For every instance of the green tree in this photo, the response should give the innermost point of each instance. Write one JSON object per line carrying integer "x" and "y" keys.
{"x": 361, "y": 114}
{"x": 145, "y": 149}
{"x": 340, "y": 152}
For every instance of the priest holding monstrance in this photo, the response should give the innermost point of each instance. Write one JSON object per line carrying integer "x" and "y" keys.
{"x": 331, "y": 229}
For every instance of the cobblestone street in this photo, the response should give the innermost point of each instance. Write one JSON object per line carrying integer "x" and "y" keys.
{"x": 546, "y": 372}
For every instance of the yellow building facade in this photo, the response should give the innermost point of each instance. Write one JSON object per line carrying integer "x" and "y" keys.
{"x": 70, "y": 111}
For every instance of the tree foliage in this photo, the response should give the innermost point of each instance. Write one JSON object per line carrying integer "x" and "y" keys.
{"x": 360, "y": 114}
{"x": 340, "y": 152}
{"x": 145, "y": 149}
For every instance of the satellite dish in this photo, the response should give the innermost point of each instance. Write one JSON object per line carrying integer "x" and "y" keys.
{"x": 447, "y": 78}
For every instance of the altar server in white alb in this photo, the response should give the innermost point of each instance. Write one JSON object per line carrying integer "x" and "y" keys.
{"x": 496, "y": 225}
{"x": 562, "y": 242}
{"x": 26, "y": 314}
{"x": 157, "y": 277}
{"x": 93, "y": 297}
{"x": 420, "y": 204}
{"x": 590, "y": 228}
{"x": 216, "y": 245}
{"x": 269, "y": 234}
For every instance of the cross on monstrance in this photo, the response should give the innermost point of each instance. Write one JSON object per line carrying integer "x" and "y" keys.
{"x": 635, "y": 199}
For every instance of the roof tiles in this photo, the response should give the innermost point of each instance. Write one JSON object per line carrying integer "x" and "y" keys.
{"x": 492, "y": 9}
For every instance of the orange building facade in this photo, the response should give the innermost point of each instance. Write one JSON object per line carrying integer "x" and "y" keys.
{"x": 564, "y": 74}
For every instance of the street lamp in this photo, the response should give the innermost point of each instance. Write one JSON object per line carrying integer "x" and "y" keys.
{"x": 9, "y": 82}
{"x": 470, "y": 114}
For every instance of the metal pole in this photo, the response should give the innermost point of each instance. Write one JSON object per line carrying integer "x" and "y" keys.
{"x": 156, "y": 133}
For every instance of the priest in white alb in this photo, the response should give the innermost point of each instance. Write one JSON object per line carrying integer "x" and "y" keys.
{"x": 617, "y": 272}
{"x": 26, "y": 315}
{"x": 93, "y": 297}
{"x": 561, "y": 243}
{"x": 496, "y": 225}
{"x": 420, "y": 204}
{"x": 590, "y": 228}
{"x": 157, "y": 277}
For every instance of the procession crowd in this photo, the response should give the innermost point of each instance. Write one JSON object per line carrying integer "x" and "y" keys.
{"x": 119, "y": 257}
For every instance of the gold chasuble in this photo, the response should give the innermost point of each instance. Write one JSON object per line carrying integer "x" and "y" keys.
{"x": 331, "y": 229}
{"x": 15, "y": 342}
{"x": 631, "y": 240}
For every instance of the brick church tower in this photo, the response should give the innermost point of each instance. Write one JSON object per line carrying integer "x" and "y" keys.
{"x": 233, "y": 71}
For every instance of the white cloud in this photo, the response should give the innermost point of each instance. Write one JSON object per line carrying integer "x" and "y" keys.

Exercise requirements >>
What do the records say? Quote them all exactly.

Result of the exercise >>
For every instance of the green tree in this photo, the response should give the innermost point of each instance. Write one JSON object per line carrying integer "x" and "y" keys.
{"x": 361, "y": 114}
{"x": 145, "y": 149}
{"x": 340, "y": 152}
For every instance of the priest holding monstrance in this photo, the response should give the innermost point of each instance. Write one JSON object per line carrying integer "x" and "y" keys.
{"x": 331, "y": 229}
For every instance of the cobblestone street in this photo, the response should give the innermost point of each instance. Write one JSON object per line carrying integer "x" and "y" keys.
{"x": 546, "y": 372}
For every instance of the yellow building facade in this photo, the response should give the innermost point of each instance. Write one JSON object per line carrying integer "x" and "y" keys.
{"x": 70, "y": 111}
For every instance of the tree foliage in this photo, the response should give the innermost point of each instance. Write one JSON object per line carrying integer "x" and "y" keys.
{"x": 360, "y": 114}
{"x": 340, "y": 152}
{"x": 145, "y": 149}
For every instance of the satellite dish in this photo, the response should give the innermost point of each instance. Write one JSON object per line carrying integer "x" and "y" keys.
{"x": 447, "y": 78}
For every instance of the altar server in white alb in this photo, the response should give the innermost point of each instance. Write one JSON object per line carrying integer "x" and "y" keys.
{"x": 496, "y": 225}
{"x": 562, "y": 242}
{"x": 26, "y": 314}
{"x": 157, "y": 277}
{"x": 93, "y": 297}
{"x": 420, "y": 204}
{"x": 590, "y": 228}
{"x": 216, "y": 245}
{"x": 269, "y": 234}
For every instance of the cross on monstrance in this photo, the response should give the innermost point of each instance. Write one JSON object per line carrying integer "x" and "y" keys.
{"x": 635, "y": 199}
For every instance of the roof tiles in this photo, the response should give the innermost point of each instance. Write one JSON object per line carrying integer "x" and "y" keys.
{"x": 492, "y": 9}
For every instance of the orange building facade in this photo, the response should give the innermost point of each instance. Write one JSON object per line carrying integer "x" and "y" keys.
{"x": 564, "y": 74}
For every instance of the street lamp in this photo, the response should give the innermost point of each instance. Write one JSON object per line carrying integer "x" and "y" keys.
{"x": 9, "y": 82}
{"x": 470, "y": 114}
For every instance of the metal pole in this photo, the response should give the innermost point of each instance. Write one JSON object per line carrying integer "x" and "y" keys.
{"x": 156, "y": 133}
For every instance of the priest in white alb in this photo, the response should give the innermost point of each instance. Write one JSON object per line carrying integer "x" and "y" keys.
{"x": 617, "y": 272}
{"x": 26, "y": 315}
{"x": 93, "y": 297}
{"x": 561, "y": 243}
{"x": 496, "y": 225}
{"x": 420, "y": 204}
{"x": 590, "y": 228}
{"x": 157, "y": 277}
For every instance of the procession crowd in this photo, the response should give the innermost point of each instance. Write one JSON object per line carrying integer "x" and "y" keys.
{"x": 119, "y": 257}
For every instance of the gold chasuble in this photo, the response should give the innermost point of each instance. Write one JSON object per line carrying integer "x" and "y" keys.
{"x": 331, "y": 229}
{"x": 15, "y": 342}
{"x": 631, "y": 240}
For every instance of the brick church tower in this photo, the response should give the innermost point of each instance. Write one JSON object per line carrying integer "x" and "y" keys.
{"x": 233, "y": 71}
For every instance of the white cloud in this photo, the response should give the innermost point of each instance. Write one JSON object per line carrying integer "x" and "y" keys.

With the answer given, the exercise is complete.